(Source data)

——

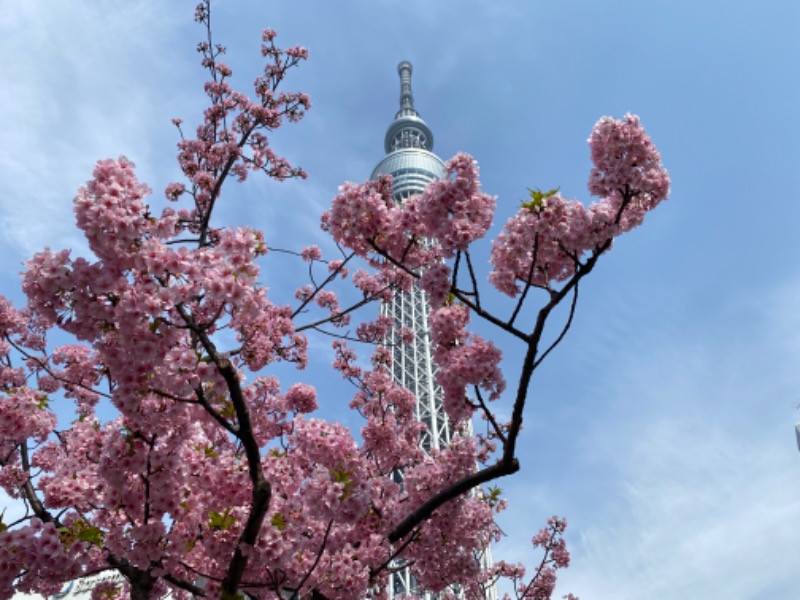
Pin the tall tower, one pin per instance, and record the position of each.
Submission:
(410, 161)
(413, 165)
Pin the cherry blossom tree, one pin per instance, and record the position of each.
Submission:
(213, 479)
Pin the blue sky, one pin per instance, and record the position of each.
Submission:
(663, 427)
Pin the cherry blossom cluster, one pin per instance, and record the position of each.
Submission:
(547, 238)
(464, 359)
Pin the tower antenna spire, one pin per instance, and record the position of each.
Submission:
(405, 69)
(408, 130)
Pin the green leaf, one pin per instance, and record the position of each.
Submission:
(221, 521)
(538, 197)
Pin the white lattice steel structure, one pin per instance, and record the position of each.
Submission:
(412, 164)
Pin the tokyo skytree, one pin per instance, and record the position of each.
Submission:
(412, 164)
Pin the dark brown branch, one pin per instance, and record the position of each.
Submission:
(261, 488)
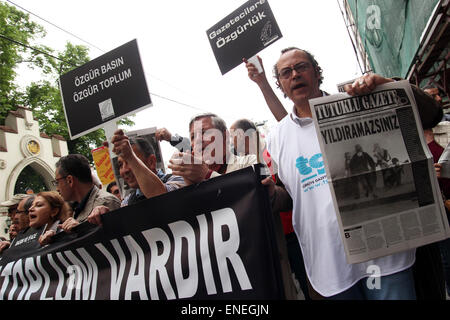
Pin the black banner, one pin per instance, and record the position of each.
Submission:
(107, 88)
(243, 33)
(214, 240)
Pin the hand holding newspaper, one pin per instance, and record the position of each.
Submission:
(380, 171)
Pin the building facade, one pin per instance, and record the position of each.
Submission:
(24, 147)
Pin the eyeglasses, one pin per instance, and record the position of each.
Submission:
(286, 73)
(56, 181)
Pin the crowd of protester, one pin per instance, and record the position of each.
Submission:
(309, 228)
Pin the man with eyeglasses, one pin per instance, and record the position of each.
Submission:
(294, 145)
(20, 219)
(113, 188)
(73, 180)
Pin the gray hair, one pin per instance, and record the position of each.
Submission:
(143, 145)
(217, 122)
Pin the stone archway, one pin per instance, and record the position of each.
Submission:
(23, 145)
(41, 167)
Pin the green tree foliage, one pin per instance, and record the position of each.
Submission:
(43, 97)
(14, 25)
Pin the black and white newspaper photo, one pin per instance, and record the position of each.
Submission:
(380, 171)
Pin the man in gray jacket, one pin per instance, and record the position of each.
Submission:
(73, 180)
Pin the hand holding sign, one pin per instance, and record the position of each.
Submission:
(243, 33)
(254, 72)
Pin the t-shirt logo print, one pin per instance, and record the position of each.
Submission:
(310, 168)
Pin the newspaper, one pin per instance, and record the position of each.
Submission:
(444, 161)
(380, 171)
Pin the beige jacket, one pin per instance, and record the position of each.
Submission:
(98, 197)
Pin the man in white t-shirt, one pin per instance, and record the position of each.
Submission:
(294, 146)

——

Copy the lines starting at the one containing "Pin the beige" and ending at the end of the data. Swap "record" for "note" and leave everything else unchanged.

> **Result for this task**:
Pin the beige jacket, one pin per instance, and note the position of each.
Submission:
(98, 197)
Pin the man in white t-shirt, one pin per instance, and note the position of each.
Submission:
(294, 146)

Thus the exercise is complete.